▸ **Given entries**:
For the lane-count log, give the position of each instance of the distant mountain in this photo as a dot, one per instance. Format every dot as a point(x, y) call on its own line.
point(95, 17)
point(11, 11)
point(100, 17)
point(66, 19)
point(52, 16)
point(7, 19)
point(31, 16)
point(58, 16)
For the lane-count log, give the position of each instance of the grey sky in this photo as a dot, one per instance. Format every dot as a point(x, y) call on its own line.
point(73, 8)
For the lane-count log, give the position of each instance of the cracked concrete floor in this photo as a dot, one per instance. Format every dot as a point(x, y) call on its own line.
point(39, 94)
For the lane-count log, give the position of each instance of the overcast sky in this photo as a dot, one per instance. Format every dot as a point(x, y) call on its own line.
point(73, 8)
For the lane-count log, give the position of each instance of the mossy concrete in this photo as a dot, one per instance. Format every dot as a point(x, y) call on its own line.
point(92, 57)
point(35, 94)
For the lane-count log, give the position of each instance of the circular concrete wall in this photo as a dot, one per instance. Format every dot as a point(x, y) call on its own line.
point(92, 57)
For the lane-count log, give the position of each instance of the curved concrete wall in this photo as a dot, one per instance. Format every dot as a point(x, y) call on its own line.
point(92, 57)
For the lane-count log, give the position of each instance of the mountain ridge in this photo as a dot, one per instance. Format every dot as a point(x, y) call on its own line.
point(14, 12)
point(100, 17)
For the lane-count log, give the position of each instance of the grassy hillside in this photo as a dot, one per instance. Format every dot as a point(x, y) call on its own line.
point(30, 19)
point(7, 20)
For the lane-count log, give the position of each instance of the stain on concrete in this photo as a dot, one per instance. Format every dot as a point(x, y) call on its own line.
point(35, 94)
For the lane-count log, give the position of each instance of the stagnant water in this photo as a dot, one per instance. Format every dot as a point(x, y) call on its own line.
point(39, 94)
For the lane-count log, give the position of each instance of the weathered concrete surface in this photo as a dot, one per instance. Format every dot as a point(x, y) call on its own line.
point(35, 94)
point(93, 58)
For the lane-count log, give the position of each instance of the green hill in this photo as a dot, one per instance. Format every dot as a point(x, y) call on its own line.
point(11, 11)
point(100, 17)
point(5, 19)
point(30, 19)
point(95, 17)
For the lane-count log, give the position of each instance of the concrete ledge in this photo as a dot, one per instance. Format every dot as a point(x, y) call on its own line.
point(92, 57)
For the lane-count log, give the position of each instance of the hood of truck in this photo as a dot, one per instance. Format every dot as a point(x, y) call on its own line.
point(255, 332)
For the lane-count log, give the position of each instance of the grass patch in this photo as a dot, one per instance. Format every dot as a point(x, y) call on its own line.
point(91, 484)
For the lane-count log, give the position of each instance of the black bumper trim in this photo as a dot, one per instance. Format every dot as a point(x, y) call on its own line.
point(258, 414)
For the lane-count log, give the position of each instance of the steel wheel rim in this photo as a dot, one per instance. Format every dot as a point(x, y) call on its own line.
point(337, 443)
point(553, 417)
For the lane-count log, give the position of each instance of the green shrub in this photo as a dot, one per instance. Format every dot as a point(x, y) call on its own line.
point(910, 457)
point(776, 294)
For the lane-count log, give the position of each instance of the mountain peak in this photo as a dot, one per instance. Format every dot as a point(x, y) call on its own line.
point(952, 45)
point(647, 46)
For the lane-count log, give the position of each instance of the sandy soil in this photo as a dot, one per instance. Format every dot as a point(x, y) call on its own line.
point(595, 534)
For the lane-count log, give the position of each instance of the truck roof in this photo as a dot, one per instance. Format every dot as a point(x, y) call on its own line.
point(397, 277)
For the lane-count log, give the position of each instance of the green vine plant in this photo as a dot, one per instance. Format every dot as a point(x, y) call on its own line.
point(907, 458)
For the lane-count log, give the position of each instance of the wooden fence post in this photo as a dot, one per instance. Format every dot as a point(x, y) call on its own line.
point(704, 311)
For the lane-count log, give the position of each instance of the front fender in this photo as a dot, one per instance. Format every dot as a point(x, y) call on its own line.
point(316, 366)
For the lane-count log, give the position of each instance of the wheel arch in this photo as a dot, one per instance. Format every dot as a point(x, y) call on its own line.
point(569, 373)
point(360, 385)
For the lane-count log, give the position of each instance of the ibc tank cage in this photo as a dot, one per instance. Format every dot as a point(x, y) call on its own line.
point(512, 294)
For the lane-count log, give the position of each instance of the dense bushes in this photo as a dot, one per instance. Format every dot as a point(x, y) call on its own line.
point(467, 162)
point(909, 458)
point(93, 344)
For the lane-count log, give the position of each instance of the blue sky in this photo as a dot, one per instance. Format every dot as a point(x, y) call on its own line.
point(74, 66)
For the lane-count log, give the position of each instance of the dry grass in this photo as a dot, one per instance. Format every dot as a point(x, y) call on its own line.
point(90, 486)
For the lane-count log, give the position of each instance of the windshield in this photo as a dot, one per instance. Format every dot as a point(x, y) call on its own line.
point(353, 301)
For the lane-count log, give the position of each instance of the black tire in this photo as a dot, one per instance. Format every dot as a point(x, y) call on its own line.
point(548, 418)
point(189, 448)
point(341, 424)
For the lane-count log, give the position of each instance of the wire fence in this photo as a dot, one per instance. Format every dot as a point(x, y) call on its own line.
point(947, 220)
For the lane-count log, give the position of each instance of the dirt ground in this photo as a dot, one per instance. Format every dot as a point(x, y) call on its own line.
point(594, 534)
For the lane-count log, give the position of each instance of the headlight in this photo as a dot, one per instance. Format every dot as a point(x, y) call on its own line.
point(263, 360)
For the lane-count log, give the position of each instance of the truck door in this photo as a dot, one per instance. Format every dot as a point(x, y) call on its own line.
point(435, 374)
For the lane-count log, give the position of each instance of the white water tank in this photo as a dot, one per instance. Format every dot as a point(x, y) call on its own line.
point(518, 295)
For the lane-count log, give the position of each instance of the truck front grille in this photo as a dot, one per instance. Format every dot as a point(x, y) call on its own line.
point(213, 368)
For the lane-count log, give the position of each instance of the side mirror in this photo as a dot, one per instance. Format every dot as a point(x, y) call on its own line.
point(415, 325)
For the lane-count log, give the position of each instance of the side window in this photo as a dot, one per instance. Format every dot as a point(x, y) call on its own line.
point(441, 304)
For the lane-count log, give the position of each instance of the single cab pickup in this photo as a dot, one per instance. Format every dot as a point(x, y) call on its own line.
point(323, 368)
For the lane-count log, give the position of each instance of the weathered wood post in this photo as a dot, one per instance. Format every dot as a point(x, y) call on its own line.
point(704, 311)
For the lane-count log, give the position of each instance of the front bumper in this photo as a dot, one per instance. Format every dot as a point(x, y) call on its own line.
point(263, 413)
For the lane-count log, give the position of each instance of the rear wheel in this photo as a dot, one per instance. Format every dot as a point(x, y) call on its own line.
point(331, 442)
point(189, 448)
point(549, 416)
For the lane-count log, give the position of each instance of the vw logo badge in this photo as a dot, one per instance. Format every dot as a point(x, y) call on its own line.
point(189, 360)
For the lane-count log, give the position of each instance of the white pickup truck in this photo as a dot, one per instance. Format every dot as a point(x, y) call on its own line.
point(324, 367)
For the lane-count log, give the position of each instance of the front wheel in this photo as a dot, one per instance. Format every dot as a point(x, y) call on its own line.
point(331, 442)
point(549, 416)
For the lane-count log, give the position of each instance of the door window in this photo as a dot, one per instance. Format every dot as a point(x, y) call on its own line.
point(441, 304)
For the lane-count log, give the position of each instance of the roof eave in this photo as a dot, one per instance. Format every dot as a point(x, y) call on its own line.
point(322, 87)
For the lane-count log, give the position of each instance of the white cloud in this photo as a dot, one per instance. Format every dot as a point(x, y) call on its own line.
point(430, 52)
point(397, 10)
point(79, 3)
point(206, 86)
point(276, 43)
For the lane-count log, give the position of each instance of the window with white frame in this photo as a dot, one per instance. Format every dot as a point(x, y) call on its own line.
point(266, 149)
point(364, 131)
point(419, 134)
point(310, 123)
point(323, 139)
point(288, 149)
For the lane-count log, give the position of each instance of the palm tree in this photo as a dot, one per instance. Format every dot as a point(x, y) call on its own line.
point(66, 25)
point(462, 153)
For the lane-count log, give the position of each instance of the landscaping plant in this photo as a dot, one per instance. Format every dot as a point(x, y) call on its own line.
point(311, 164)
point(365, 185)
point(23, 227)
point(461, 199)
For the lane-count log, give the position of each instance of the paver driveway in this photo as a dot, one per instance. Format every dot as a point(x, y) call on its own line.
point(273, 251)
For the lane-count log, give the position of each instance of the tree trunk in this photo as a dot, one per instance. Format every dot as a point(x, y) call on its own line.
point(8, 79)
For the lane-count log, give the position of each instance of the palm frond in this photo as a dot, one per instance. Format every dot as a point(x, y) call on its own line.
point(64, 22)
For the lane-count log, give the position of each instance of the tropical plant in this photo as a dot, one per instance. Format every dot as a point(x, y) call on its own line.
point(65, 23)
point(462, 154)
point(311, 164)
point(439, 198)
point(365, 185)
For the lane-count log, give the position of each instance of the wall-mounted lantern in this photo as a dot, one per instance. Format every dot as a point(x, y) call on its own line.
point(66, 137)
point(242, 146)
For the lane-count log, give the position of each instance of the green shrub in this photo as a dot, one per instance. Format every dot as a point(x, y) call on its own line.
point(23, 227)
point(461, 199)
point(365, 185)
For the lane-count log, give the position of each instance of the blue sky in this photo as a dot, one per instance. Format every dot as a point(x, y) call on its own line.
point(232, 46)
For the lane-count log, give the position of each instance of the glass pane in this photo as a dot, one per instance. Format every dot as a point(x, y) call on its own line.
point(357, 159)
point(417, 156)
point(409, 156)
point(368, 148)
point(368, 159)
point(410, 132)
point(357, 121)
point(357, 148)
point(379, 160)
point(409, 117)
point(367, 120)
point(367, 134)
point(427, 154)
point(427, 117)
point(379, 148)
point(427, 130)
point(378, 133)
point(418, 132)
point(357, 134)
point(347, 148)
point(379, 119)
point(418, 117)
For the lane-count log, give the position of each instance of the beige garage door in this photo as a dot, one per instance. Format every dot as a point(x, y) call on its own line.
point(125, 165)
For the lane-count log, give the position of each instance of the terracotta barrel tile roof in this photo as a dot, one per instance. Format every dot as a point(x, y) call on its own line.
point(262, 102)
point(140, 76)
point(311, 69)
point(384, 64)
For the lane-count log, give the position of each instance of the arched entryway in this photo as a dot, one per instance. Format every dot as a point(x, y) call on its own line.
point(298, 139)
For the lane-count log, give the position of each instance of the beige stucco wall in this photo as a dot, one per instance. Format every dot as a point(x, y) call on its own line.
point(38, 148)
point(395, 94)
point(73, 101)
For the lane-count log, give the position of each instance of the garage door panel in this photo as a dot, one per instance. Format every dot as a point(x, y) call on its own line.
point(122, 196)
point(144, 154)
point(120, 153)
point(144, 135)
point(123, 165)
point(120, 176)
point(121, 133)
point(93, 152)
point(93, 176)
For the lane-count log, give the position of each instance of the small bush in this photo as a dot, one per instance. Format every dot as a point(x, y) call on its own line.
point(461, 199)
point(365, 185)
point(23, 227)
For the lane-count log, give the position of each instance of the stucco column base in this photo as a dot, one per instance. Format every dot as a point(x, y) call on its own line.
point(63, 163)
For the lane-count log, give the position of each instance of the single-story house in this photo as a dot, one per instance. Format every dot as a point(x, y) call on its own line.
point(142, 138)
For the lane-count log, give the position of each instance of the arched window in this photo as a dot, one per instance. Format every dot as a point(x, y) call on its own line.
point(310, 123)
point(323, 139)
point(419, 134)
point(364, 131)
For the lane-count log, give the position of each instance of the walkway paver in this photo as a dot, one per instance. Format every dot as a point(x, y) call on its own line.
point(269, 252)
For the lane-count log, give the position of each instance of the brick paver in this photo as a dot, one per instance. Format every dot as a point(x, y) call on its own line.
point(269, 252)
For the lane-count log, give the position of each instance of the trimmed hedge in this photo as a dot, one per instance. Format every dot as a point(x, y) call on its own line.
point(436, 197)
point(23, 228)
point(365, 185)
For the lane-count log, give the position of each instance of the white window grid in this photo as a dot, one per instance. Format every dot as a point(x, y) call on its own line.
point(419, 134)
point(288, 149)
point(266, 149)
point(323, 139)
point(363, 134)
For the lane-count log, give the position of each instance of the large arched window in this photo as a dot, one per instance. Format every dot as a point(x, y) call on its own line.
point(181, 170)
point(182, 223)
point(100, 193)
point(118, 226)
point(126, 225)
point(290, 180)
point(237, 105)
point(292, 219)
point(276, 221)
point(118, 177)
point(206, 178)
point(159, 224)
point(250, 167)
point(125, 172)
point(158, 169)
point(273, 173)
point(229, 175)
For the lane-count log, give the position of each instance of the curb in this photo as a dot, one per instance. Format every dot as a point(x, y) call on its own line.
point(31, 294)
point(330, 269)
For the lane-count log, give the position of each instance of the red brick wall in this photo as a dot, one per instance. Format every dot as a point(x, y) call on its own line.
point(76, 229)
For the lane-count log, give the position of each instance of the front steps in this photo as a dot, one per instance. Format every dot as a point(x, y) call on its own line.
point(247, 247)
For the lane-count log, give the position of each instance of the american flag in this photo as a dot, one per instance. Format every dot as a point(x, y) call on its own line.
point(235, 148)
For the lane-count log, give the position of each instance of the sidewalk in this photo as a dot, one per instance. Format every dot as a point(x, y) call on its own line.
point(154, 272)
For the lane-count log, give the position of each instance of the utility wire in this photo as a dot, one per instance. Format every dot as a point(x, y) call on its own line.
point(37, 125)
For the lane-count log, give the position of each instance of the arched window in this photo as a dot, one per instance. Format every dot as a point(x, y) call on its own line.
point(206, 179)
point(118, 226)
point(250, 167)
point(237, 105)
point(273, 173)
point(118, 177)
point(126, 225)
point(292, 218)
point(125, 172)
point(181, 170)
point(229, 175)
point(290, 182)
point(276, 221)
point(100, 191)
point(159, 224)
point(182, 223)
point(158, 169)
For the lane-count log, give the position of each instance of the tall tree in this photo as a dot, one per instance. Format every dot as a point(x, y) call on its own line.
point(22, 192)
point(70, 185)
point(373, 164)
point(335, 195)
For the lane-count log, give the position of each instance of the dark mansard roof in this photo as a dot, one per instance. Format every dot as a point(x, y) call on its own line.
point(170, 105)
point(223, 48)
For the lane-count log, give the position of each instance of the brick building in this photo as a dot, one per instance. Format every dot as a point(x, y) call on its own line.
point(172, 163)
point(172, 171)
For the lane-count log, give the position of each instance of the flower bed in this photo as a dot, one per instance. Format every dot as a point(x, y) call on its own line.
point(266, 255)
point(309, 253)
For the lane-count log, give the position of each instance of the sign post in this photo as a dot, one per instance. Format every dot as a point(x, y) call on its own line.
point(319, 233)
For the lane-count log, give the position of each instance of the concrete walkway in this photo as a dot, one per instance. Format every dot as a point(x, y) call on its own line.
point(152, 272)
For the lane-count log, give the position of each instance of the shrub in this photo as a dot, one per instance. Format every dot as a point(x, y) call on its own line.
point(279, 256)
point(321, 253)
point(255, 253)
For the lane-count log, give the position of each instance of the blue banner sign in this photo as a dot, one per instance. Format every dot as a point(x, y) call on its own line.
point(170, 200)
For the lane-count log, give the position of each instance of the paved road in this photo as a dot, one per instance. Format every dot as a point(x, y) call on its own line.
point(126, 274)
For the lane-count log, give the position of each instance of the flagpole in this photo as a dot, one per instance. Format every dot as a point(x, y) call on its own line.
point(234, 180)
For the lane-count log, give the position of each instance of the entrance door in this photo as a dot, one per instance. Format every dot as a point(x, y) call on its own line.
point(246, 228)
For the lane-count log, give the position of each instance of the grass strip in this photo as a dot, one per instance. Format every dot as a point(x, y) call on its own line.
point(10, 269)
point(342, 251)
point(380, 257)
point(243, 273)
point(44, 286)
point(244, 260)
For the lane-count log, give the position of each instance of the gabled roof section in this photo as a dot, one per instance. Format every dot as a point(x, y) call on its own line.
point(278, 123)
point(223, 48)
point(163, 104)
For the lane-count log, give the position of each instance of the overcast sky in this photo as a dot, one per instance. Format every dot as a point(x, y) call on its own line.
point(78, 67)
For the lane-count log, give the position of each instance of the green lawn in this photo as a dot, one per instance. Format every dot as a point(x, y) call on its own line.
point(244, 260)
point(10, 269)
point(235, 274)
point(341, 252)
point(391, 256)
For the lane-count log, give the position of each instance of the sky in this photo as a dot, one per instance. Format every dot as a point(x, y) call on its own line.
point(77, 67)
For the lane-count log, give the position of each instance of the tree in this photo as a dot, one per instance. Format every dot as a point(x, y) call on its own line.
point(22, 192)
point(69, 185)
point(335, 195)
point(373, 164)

▸ **Given task**: Output everything in the material above, from the line containing "of the sandy" down to the line containing "point(397, 277)", as a two-column CSV with the header text,answer. Give one row per text with its answer, put each field in double quotes, and replace every line break inside a field with a space.

▸ **The response**:
text,answer
"For the lane-count log, give the position of each instance of the sandy soil in this photo as a dot, one per instance. Format every dot as a point(x, y) call on its own line.","point(595, 534)"
"For the lane-count log, give the position of each instance of the truck roof in this photo as a dot, one per instance. Format every dot as a point(x, y) call on its own line.","point(397, 277)"